The result should be an exact copy of every record, with no pictures kept.

--- --- ---

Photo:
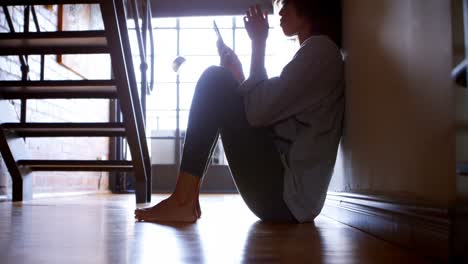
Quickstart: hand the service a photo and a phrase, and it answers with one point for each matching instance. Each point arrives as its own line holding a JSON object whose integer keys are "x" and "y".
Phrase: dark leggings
{"x": 254, "y": 161}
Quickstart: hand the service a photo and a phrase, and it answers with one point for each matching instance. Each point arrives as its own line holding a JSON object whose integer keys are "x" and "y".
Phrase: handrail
{"x": 141, "y": 35}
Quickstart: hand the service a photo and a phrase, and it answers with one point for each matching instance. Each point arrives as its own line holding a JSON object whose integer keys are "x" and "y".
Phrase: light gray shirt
{"x": 305, "y": 106}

--- --- ---

Answer to this exercise:
Photo:
Quickstart: hand the service a photo and a phrase, and it answers with one point for each matching instance. Each point arrives as its own line holding a JSON object whose integer keys are "x" and "y".
Phrase: dark leggings
{"x": 254, "y": 161}
Quickstart: hand the service a photo and a phrase, and it answers with one point for each matching instance. Each point arrives as its own line holding a JSON object whose integer keys are "x" and "y".
Phrase: handrail
{"x": 141, "y": 35}
Quickstart: hand the service a photo and a phrase, and it answers with one point for each matching instance. Each point arrives as its own line holding a JSON object whose integer keys are "x" and "y".
Phrase: light gray shirt
{"x": 305, "y": 106}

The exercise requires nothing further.